■ How to complete this task ■
Pictures in the data below are not part of the copy; transcribe everything else exactly.

■ Data supplied ■
────────

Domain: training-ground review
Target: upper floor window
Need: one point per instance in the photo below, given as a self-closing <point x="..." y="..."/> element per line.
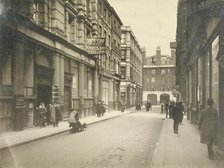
<point x="168" y="71"/>
<point x="153" y="71"/>
<point x="153" y="80"/>
<point x="163" y="71"/>
<point x="35" y="12"/>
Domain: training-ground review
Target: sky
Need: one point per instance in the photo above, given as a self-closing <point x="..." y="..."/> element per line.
<point x="153" y="22"/>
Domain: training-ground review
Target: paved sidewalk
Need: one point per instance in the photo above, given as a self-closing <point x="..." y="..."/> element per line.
<point x="182" y="150"/>
<point x="10" y="139"/>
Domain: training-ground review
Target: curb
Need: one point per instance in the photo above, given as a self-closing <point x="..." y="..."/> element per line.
<point x="56" y="133"/>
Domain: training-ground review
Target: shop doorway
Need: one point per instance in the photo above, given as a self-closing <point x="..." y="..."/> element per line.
<point x="44" y="94"/>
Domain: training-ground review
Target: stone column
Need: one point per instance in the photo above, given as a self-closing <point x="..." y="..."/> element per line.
<point x="96" y="89"/>
<point x="58" y="77"/>
<point x="81" y="89"/>
<point x="18" y="85"/>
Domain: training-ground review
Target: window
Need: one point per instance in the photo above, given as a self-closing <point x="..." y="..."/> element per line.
<point x="168" y="71"/>
<point x="71" y="28"/>
<point x="153" y="80"/>
<point x="123" y="72"/>
<point x="153" y="71"/>
<point x="35" y="12"/>
<point x="100" y="31"/>
<point x="109" y="40"/>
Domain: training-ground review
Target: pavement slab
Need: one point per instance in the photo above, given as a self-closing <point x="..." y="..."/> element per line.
<point x="14" y="138"/>
<point x="182" y="150"/>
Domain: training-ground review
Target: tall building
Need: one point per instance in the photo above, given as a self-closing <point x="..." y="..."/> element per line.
<point x="131" y="68"/>
<point x="200" y="55"/>
<point x="159" y="77"/>
<point x="108" y="25"/>
<point x="47" y="53"/>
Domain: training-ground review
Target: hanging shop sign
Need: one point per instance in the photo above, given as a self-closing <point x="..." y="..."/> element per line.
<point x="96" y="46"/>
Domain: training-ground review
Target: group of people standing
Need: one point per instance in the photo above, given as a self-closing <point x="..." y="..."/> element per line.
<point x="48" y="114"/>
<point x="100" y="108"/>
<point x="174" y="110"/>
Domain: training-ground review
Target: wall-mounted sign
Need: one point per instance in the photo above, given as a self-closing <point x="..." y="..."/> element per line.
<point x="96" y="46"/>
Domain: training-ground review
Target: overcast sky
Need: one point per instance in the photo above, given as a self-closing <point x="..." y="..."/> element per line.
<point x="152" y="21"/>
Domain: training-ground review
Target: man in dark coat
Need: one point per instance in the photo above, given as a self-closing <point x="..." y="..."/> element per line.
<point x="208" y="124"/>
<point x="176" y="116"/>
<point x="98" y="108"/>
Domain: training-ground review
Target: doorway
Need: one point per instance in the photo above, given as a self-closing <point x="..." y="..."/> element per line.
<point x="44" y="94"/>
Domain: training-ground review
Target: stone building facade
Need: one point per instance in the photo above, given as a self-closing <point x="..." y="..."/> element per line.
<point x="159" y="77"/>
<point x="200" y="57"/>
<point x="44" y="57"/>
<point x="109" y="27"/>
<point x="131" y="68"/>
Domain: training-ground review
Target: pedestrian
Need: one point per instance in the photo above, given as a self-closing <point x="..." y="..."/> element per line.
<point x="208" y="124"/>
<point x="182" y="112"/>
<point x="42" y="112"/>
<point x="171" y="108"/>
<point x="166" y="109"/>
<point x="122" y="106"/>
<point x="162" y="107"/>
<point x="150" y="106"/>
<point x="176" y="117"/>
<point x="55" y="114"/>
<point x="74" y="119"/>
<point x="98" y="108"/>
<point x="103" y="108"/>
<point x="48" y="114"/>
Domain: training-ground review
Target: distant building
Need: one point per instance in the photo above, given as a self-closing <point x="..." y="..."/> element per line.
<point x="200" y="58"/>
<point x="159" y="77"/>
<point x="45" y="55"/>
<point x="131" y="68"/>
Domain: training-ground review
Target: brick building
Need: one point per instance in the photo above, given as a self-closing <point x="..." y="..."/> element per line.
<point x="131" y="68"/>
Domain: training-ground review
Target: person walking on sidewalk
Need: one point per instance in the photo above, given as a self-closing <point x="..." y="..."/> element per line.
<point x="55" y="114"/>
<point x="177" y="110"/>
<point x="208" y="124"/>
<point x="42" y="112"/>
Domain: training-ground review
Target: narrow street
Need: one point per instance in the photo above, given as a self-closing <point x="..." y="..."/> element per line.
<point x="124" y="142"/>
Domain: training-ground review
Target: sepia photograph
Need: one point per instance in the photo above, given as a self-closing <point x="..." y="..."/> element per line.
<point x="111" y="83"/>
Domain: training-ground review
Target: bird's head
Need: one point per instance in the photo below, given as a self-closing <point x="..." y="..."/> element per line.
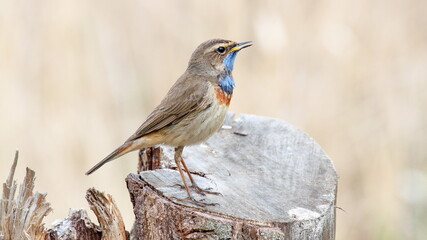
<point x="215" y="57"/>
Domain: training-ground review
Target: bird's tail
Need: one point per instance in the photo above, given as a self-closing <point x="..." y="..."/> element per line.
<point x="125" y="148"/>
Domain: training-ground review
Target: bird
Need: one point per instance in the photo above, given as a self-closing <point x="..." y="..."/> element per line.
<point x="193" y="109"/>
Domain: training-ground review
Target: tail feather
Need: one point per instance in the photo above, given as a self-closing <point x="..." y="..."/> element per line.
<point x="125" y="148"/>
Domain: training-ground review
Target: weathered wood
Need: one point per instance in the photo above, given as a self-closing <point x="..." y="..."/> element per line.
<point x="77" y="226"/>
<point x="275" y="183"/>
<point x="108" y="215"/>
<point x="21" y="218"/>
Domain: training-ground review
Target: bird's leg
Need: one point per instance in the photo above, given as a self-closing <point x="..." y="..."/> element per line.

────────

■ Exercise result ■
Domain: training-ground review
Target: upper floor window
Need: one point per instance in the photo below, given as a self-closing <point x="..." y="..."/> element per line.
<point x="168" y="71"/>
<point x="153" y="71"/>
<point x="153" y="80"/>
<point x="163" y="71"/>
<point x="35" y="12"/>
Domain: training-ground review
Target: sky
Need: one point per instance in the photo above, given as a self-closing <point x="..." y="..."/> element per line.
<point x="153" y="22"/>
Domain: training-ground review
Target: paved sidewalk
Need: one point per instance in the photo above, given as a self-closing <point x="..." y="..."/> element per line.
<point x="182" y="150"/>
<point x="10" y="139"/>
Domain: training-ground review
Target: curb
Need: one point per instance in the photo above, given as a self-closing <point x="..." y="..."/> element per line.
<point x="56" y="133"/>
Domain: training-ground review
Target: shop doorway
Need: one point per instance in the photo above, given as a self-closing <point x="..." y="..."/> element per line.
<point x="44" y="94"/>
Domain: training-ground review
Target: stone column
Need: one point per instance in the photo above, given as a self-closing <point x="..." y="..."/> element per line.
<point x="96" y="89"/>
<point x="58" y="77"/>
<point x="81" y="89"/>
<point x="18" y="85"/>
Domain: training-ground review
Target: window
Need: one point per instance in the photo above, given as a self-closing <point x="..." y="..."/> element per line.
<point x="168" y="71"/>
<point x="71" y="28"/>
<point x="153" y="80"/>
<point x="123" y="72"/>
<point x="153" y="71"/>
<point x="35" y="12"/>
<point x="100" y="31"/>
<point x="109" y="40"/>
Domain: training-ground review
Target: pavement slab
Need: one point per instance in the photo above, given as a self-closing <point x="..." y="..."/> element per line.
<point x="14" y="138"/>
<point x="182" y="150"/>
Domain: training-ground review
Target: tall building
Need: one point per instance in the photo above, given as a self-closing <point x="..." y="..."/> element per line.
<point x="131" y="68"/>
<point x="200" y="55"/>
<point x="159" y="77"/>
<point x="108" y="25"/>
<point x="47" y="53"/>
Domain: training-ground review
Target: hanging shop sign
Need: one point per instance in the photo above, given as a self-closing <point x="..." y="..."/> element per line.
<point x="96" y="46"/>
Domain: training-ground review
Target: group of people standing
Need: one point per instance in the photo above, given as a self-closing <point x="..." y="..."/> element per line.
<point x="48" y="114"/>
<point x="100" y="108"/>
<point x="174" y="110"/>
Domain: training-ground review
Target: wall-mounted sign
Need: one point per instance in the photo above, given as a self-closing <point x="..." y="..."/> element per line.
<point x="96" y="46"/>
Domain: training-ground review
Target: overcast sky
Need: one point per instance in the photo above, given as a self-closing <point x="..." y="..."/> element per line.
<point x="152" y="21"/>
Domain: training-ground review
Target: man in dark coat
Need: one point per instance in the photo above, given as a self-closing <point x="..." y="..."/> element per line.
<point x="208" y="124"/>
<point x="176" y="116"/>
<point x="98" y="108"/>
Domain: training-ground review
Target: doorway
Need: one point per instance in the photo above, given as a self-closing <point x="..." y="..."/> element per line.
<point x="44" y="94"/>
Domain: training-ground review
Target: stone building facade
Need: one point per instance in the photo above, given as a self-closing <point x="..." y="..."/> element per line.
<point x="159" y="77"/>
<point x="200" y="57"/>
<point x="44" y="57"/>
<point x="109" y="27"/>
<point x="131" y="68"/>
Domain: training-ground review
Target: pedestrian
Need: one point per instance in the photo above, given as a self-closing <point x="..." y="..."/> element per line.
<point x="208" y="124"/>
<point x="182" y="112"/>
<point x="42" y="112"/>
<point x="171" y="108"/>
<point x="166" y="109"/>
<point x="122" y="106"/>
<point x="162" y="107"/>
<point x="150" y="106"/>
<point x="176" y="117"/>
<point x="55" y="114"/>
<point x="74" y="119"/>
<point x="98" y="108"/>
<point x="103" y="108"/>
<point x="48" y="114"/>
Domain: training-ground review
Target: distant building
Need: one point per instance in the photo above, given as a self-closing <point x="..." y="..."/> element per line.
<point x="200" y="58"/>
<point x="159" y="77"/>
<point x="45" y="55"/>
<point x="131" y="68"/>
Domain: training-ground review
Target: brick building
Need: one point per instance in the photo above, given as a self-closing <point x="..." y="..."/> element per line.
<point x="131" y="68"/>
Domain: training-ground review
Target: person walking on sidewalk
Need: one point per instance in the photo above, given as a self-closing <point x="..." y="..."/> element per line.
<point x="55" y="114"/>
<point x="177" y="110"/>
<point x="208" y="124"/>
<point x="42" y="112"/>
Domain: training-ground review
Target: narrow street
Need: one point per instance in the photo above, given as a self-closing <point x="..." y="..."/> element per line.
<point x="124" y="142"/>
Domain: training-ground review
Target: sepia photograph
Need: one point per instance in the photo above, given as a self-closing <point x="..." y="..."/> element per line.
<point x="111" y="83"/>
Domain: training-ground review
Target: bird's head
Need: one point per instance in the photo below, given as a self-closing <point x="..." y="..."/> element per line.
<point x="215" y="57"/>
Domain: training-ground review
Target: bird's tail
Need: one point per instance in the photo above, given as a self-closing <point x="..." y="..."/> element per line.
<point x="125" y="148"/>
Domain: training-ground review
Target: bird
Need: one point per instance in the photo above, given as a self-closing <point x="..." y="..."/> element per line.
<point x="193" y="109"/>
Domain: training-ground review
Target: tail feather
Need: one point per instance in the photo above, given as a self-closing <point x="..." y="..."/> element per line.
<point x="125" y="148"/>
Domain: training-ground review
Target: weathered wood
Need: one point per instance in the photo above, given as a self-closing <point x="..." y="..."/> element per line.
<point x="77" y="226"/>
<point x="275" y="183"/>
<point x="108" y="215"/>
<point x="21" y="218"/>
Domain: training-ground review
Target: bird's leg
Need: one point per instance in the photo above, given as a self-closing <point x="..." y="..."/> element per line.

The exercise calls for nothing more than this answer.